TASK INSTRUCTIONS:
Copy out every one of the following rows word for word, leaving out the pictures.

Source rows
──────────────────────────────

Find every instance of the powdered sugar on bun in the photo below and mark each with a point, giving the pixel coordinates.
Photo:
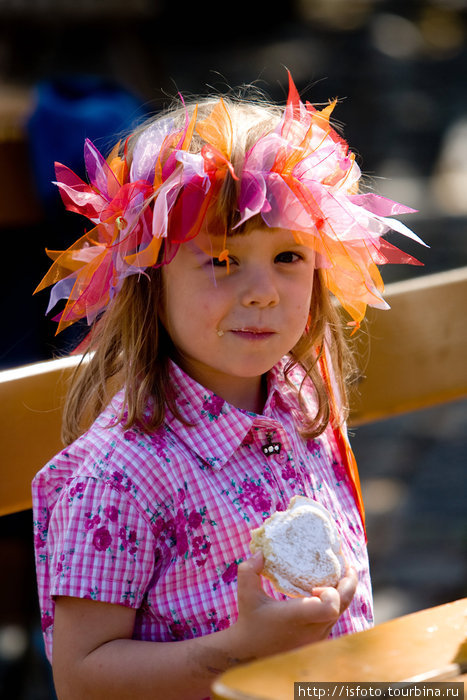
(301, 548)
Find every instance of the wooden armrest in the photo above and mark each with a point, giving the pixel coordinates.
(392, 651)
(31, 402)
(414, 355)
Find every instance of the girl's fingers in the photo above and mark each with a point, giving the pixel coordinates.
(249, 580)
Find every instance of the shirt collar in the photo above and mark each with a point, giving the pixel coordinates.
(215, 428)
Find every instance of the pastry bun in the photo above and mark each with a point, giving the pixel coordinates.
(301, 548)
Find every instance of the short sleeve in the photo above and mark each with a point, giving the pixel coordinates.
(100, 545)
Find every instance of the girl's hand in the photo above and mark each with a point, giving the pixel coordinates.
(267, 626)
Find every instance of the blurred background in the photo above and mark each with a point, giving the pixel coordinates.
(95, 68)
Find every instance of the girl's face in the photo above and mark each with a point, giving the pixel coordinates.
(232, 326)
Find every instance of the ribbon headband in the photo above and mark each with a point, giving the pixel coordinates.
(299, 176)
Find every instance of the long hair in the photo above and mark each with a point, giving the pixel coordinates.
(130, 349)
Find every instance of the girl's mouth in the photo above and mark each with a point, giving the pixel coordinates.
(253, 333)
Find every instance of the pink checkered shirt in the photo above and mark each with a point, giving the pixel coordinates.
(160, 522)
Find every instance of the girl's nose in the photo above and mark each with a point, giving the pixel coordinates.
(259, 288)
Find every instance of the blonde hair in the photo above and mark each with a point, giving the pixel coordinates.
(130, 347)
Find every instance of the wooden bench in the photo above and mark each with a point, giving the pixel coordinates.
(424, 646)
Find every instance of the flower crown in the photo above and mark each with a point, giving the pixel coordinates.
(301, 176)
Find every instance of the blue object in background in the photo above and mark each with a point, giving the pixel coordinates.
(68, 110)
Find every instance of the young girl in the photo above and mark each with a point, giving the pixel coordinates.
(214, 392)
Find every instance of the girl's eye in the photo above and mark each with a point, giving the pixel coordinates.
(287, 257)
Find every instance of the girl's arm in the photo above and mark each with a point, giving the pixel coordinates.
(95, 657)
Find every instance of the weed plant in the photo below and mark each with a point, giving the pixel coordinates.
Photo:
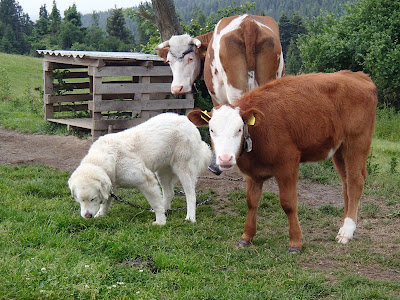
(49, 251)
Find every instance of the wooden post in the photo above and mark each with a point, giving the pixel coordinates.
(97, 98)
(47, 90)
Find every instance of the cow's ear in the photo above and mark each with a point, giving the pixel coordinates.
(199, 117)
(202, 51)
(163, 53)
(252, 117)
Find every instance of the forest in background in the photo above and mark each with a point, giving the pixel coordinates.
(316, 36)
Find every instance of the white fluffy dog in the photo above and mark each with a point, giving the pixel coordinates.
(167, 147)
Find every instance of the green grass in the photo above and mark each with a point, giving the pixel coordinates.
(49, 251)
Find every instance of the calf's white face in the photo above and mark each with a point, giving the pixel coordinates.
(226, 131)
(184, 61)
(185, 70)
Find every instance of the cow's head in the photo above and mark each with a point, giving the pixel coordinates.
(184, 54)
(227, 127)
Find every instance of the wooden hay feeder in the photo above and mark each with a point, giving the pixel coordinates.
(107, 91)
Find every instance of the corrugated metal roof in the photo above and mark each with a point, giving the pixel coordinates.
(101, 55)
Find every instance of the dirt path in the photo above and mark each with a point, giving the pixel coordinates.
(66, 152)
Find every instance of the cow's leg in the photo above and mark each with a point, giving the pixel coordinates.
(253, 190)
(286, 177)
(188, 180)
(340, 167)
(356, 172)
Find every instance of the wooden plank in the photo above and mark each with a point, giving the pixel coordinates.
(77, 107)
(67, 98)
(126, 88)
(74, 60)
(76, 85)
(141, 105)
(77, 122)
(77, 75)
(132, 71)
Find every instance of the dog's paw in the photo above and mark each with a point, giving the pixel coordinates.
(191, 219)
(159, 223)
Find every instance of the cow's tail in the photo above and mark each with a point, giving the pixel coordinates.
(249, 36)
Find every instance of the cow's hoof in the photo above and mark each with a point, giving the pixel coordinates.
(215, 170)
(342, 239)
(294, 250)
(242, 244)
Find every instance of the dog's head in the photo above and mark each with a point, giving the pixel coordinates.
(90, 188)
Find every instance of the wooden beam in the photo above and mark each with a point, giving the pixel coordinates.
(127, 88)
(75, 61)
(132, 71)
(67, 98)
(165, 104)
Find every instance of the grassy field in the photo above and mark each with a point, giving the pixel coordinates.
(50, 252)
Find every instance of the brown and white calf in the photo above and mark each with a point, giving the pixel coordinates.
(297, 119)
(242, 53)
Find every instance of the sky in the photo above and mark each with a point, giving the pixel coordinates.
(31, 7)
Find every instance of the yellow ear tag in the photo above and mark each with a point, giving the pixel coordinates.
(207, 115)
(252, 120)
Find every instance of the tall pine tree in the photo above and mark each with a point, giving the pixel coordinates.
(54, 19)
(12, 31)
(116, 26)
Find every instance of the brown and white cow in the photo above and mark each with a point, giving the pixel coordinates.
(242, 53)
(297, 119)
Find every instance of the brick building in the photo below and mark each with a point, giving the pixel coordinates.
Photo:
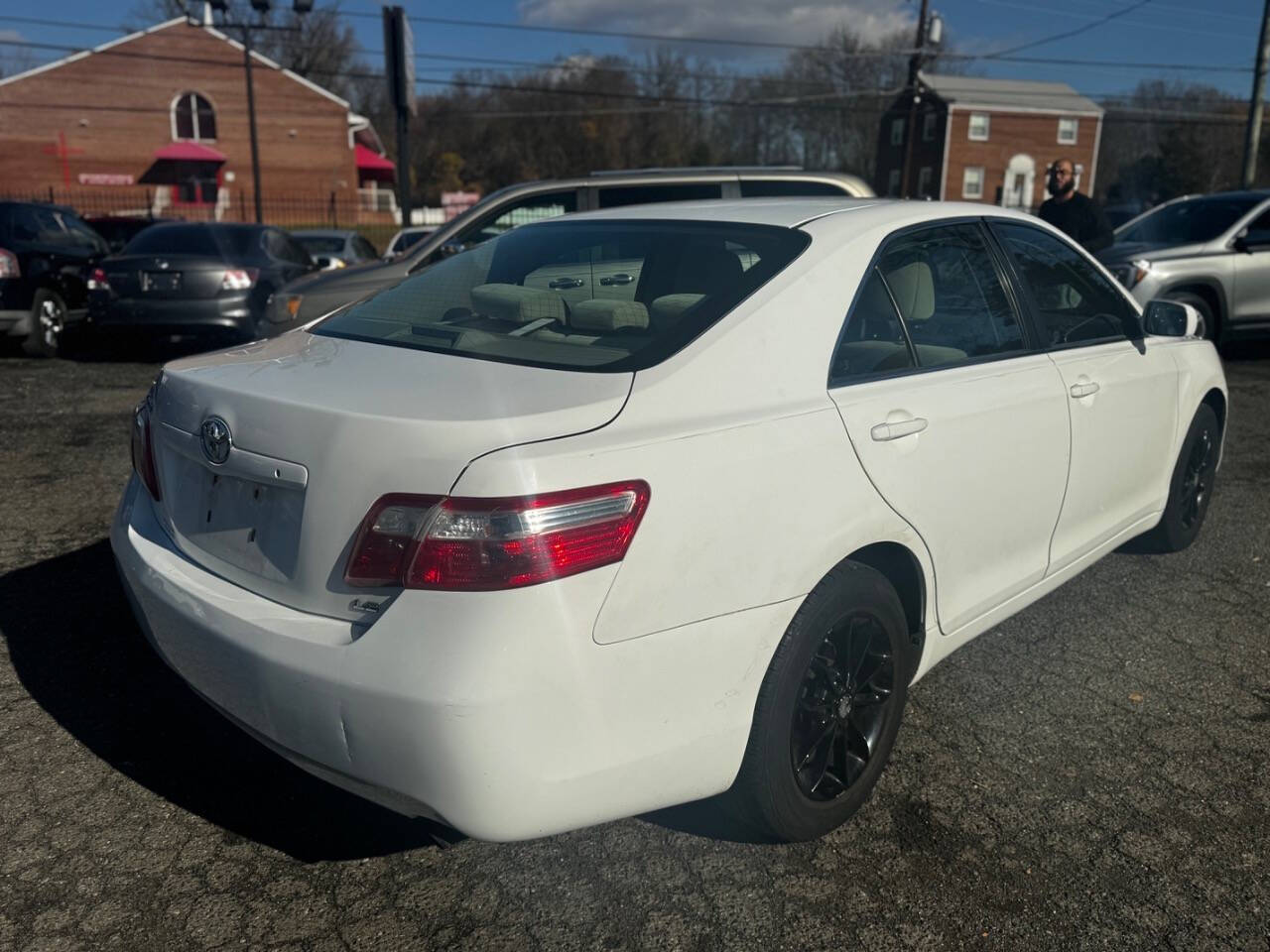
(158, 122)
(985, 140)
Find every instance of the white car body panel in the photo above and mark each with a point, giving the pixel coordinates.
(631, 687)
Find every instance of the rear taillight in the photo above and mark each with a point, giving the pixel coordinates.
(480, 544)
(239, 278)
(143, 444)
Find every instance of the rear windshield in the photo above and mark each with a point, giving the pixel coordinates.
(208, 240)
(585, 296)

──────────────────────────────

SOLVED EXERCISE:
Find every instance of the powdered sugar on bun in the photo below and mark each with a point, giving the pixel coordinates.
Photo:
(301, 548)
Find every instance of the wooden armrest in the photo above and mark each with a point, giving the pixel coordinates.
(392, 651)
(31, 402)
(414, 355)
Find every instance of the girl's fingers in the photo above and mark each with a point, giving the pixel coordinates.
(249, 580)
Find every instance of the shirt collar in the photo above and mark each with a point, giving the pixel coordinates.
(215, 428)
Find every instance of the pastry bun in the photo above and mark each with a point, giving the pixel coordinates.
(301, 548)
Find every instance of the short sleeve in the photo above and mark each with a point, giving the pixel coordinates.
(100, 545)
Find every instance of the girl's hand in the photo above and mark each with a point, giving the pixel coordinates.
(267, 626)
Find every instance of the blurred background in the photo above and mark each with a point, giving the pixel coordinates.
(95, 68)
Find every instance of the girl's face in the photo above and mark each with a point, giving the pixel coordinates.
(232, 326)
Find every instance of the ribbon headband in the photo above and mark each with a point, giving the pixel coordinates.
(299, 176)
Find every instance of the long hair in the photo above and mark each with a point, giving the pixel coordinates.
(130, 349)
Find every instance of the girl's mouth in the photo above and mark each with a point, giving the pixel coordinates.
(253, 333)
Find every instance of the pink checkered shirt in the photo above and mark each with a point, giving the pixel coordinates.
(160, 522)
Find every instance of the girl's nose in the photo above and mark each with a point, giving the pixel coordinates.
(259, 288)
Find every instance of the blonde hair in the photo above and mark each with a point, giving the pixel coordinates.
(130, 347)
Find every instance of the wooden bench in the photo above and mark each with a point, giving the pixel coordinates.
(424, 646)
Find every instance of the flower crown in the photo above and mark each with a point, giving the pixel coordinates.
(301, 176)
Find every instance of the blue object in background in the photo above and mark each with a point, giving the pixel coordinates.
(68, 110)
Find every instance of the young girl in the photo above and mark each with a point, giving the pixel coordinates.
(214, 392)
Find every instance of the girl's eye in the photo above and mark each with a point, giving the pixel coordinates.
(287, 257)
Find every instance of the girl's arm in the photo above and mark each with a point, giving the pixel coordinates.
(95, 657)
Find every instance of the weed plant in the photo below and mark each with a point, giving the pixel coordinates.
Photo:
(49, 251)
Find every instance of the wooden post in the photo above and mark each with a point, giving the pixel coordinates.
(97, 98)
(47, 90)
Find every instance of the cow's ear in the photo above and mark each with a point, giving the pixel coordinates.
(199, 117)
(202, 51)
(163, 53)
(252, 117)
Find every instance of the forest in background in the photo above and mark each with a point, giving the pixel coordinates.
(316, 36)
Find every instance of the white fluffy dog in the photo above and mark each with a point, giving the pixel coordinates.
(167, 147)
Find every instance of the green grass in the photo above and mark each with a point, giving the pixel coordinates.
(49, 251)
Find every instance of the calf's white face in the photo above and mark each with a point, giving the pixel coordinates.
(226, 131)
(184, 61)
(185, 70)
Find every instance of the cow's head in the photo above and mark each with a point, giving the pixel coordinates.
(184, 54)
(227, 127)
Find every instance of the wooden hay feeder in the photo above and mark each with a point, giving the pixel coordinates.
(107, 91)
Find every instance of the corrugated metal roof in the photo above and mark each with a point, giving the pixel coordinates.
(101, 55)
Find every instance of the dirt path in the photo above and mark each with a point, giving the pixel coordinates.
(66, 152)
Find every instance of the cow's leg in the photo above and mark each with a point, giving the pixel coordinates.
(253, 190)
(286, 177)
(188, 180)
(340, 167)
(356, 172)
Find every instance of the wooden plank in the photo above and mark each with a point, giving the pixel coordinates.
(77, 107)
(67, 98)
(126, 88)
(74, 60)
(76, 85)
(141, 105)
(77, 122)
(77, 75)
(132, 71)
Find every instance of the dog's paw in the photo above and mark each with a point, giving the pixel coordinates.
(191, 219)
(159, 223)
Find every instance of the cow's tail in the photo above and mark each with a point, giving the pixel coordinates.
(249, 36)
Find every instance of the cow's hoof in the photo above and mark each with a point, giving the pixel coordinates.
(215, 170)
(342, 239)
(294, 250)
(242, 244)
Find every instance of the dog's head in the photo above and mark each with a point, giving the pixel coordinates.
(90, 188)
Find every instance of the wooden beam in the photo above and mark each with a point, giving the pixel coordinates.
(127, 88)
(75, 61)
(132, 71)
(67, 98)
(165, 104)
Find every instance of the grassy field in the photo above and mark each with a point, giving the pixel coordinates.
(50, 252)
Find every instance of the brown and white calf in the photo above and mark each with a point, giving the pixel coordinates.
(297, 119)
(242, 53)
Find every instance of the sky in the photo above and mark each with a point, giving the pixel coordinates.
(31, 7)
Find every instance of the yellow ear tag in the photo above and mark each with a point, giving the pixel coordinates.
(207, 115)
(252, 120)
Find every instance of the tall pine tree in the photo above and mark each with a point, giving the pixel coordinates.
(54, 19)
(12, 31)
(116, 26)
Find every instance of the brown and white cow in the photo above and mark each with a point, giving the pixel coordinates.
(242, 53)
(297, 119)
Find every instance of the brick building in the photo below and mark each with a point, giving the pixel coordinates.
Photo:
(158, 122)
(985, 140)
Find every instance of the white car body panel in the photo above and mark each with a point, giving the pixel coordinates.
(631, 687)
Find every instance of the rear taillight in the photo above and mark each with a point, giving the pixel coordinates.
(480, 544)
(239, 278)
(143, 444)
Find every instance of the rear windshield in the photo above and mark each with a point, giving the pixel coordinates.
(208, 240)
(585, 296)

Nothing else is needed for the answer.